[A block of data]

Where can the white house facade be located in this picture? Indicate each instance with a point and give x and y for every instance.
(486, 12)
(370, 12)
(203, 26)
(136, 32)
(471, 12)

> [THE REQUEST]:
Can you repeat the rows above word for word?

> [ANSWER FOR THE TASK]:
Where can the white house facade be located in this picture? Indicate each instance with a point and give x and y for every instance.
(486, 12)
(370, 12)
(203, 26)
(136, 32)
(471, 12)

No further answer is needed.